→ **Task directions**
Nothing but the lines below between the line holding "point(127, 93)" and the line holding "point(413, 165)", inclusive, should appear in the answer, each set down exactly.

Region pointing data
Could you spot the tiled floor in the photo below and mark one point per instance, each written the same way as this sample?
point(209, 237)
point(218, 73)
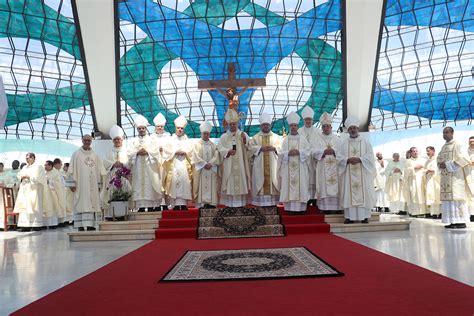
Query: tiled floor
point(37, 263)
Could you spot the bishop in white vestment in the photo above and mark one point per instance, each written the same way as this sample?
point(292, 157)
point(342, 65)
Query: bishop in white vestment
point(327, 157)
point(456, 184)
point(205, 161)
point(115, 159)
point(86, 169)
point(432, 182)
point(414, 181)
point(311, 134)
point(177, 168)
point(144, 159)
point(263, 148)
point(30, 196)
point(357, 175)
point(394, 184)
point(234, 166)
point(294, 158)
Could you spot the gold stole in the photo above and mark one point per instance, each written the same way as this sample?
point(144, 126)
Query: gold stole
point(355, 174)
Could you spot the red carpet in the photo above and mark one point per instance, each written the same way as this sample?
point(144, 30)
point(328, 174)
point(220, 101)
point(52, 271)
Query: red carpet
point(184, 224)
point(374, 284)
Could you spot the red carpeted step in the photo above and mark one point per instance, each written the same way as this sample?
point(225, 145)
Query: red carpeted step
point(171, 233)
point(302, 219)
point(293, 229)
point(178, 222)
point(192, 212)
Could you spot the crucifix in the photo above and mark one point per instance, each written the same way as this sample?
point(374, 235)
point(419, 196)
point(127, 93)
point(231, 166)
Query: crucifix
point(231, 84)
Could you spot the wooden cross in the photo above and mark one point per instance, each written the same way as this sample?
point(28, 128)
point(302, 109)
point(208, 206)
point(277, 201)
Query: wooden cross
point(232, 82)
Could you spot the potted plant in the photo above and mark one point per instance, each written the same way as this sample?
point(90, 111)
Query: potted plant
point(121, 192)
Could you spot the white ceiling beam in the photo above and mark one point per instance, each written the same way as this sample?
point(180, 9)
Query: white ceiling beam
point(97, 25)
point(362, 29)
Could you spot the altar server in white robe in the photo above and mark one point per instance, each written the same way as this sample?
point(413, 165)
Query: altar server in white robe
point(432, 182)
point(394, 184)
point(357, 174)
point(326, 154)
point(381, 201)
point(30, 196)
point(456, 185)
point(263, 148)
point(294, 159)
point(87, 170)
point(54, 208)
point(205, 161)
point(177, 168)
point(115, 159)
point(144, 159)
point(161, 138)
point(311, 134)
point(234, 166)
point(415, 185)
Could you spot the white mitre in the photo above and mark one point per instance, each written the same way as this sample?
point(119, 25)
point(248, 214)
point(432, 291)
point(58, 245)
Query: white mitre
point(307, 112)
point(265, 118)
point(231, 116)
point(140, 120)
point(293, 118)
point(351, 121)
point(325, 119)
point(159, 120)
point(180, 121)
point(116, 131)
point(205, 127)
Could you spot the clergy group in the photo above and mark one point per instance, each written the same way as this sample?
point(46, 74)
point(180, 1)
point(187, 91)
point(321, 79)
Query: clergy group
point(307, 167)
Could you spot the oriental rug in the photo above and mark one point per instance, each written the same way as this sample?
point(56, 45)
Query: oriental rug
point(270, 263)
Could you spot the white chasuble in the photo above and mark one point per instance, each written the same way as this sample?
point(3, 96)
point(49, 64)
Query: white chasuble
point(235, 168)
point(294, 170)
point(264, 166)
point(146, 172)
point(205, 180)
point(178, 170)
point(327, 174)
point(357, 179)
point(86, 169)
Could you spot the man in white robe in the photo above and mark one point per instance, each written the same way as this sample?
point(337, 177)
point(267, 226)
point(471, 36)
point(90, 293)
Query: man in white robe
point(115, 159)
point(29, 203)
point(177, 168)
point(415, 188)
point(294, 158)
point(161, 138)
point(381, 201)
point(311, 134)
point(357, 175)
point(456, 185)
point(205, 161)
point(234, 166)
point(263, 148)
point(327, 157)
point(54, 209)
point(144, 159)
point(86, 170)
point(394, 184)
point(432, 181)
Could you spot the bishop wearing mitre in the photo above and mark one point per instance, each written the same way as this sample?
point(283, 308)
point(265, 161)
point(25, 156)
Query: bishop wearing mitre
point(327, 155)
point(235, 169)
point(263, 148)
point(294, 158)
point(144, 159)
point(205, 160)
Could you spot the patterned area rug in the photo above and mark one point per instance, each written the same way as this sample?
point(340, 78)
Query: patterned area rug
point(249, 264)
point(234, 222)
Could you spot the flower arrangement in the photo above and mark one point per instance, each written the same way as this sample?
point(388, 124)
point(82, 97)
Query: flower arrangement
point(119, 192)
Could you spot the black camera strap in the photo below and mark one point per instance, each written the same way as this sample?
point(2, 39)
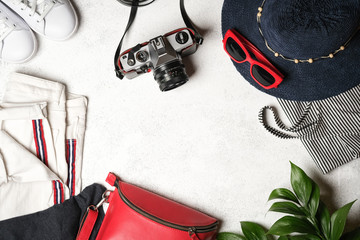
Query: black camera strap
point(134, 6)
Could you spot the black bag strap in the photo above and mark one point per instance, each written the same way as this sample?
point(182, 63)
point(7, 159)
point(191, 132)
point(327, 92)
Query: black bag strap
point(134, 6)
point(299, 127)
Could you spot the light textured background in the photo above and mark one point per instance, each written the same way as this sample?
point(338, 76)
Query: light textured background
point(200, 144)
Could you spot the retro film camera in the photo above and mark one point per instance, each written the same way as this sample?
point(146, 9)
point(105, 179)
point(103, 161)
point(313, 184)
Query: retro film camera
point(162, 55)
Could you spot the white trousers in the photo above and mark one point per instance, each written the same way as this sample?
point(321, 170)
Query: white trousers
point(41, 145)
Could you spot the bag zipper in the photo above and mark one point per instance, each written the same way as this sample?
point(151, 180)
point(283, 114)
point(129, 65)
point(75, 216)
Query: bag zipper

→ **Solution for this problem**
point(127, 93)
point(231, 166)
Query: crucifix
point(231, 84)
Could you spot the wooden cross in the photo above and mark one point per instance, each written the same way as this sample?
point(28, 128)
point(302, 109)
point(208, 206)
point(277, 201)
Query: wooden cross
point(232, 82)
Could you spot the potted plant in the photo above and mark one point per instance, each written the same way as this sample?
point(90, 111)
Query: potted plant
point(121, 192)
Could you spot the white ceiling beam in the photo above and mark one point per instance, each written the same way as this sample?
point(180, 9)
Query: white ceiling beam
point(97, 25)
point(362, 29)
Could you spot the altar server in white robe in the photo above and mark one point per instance, each written the same way as this sample?
point(413, 165)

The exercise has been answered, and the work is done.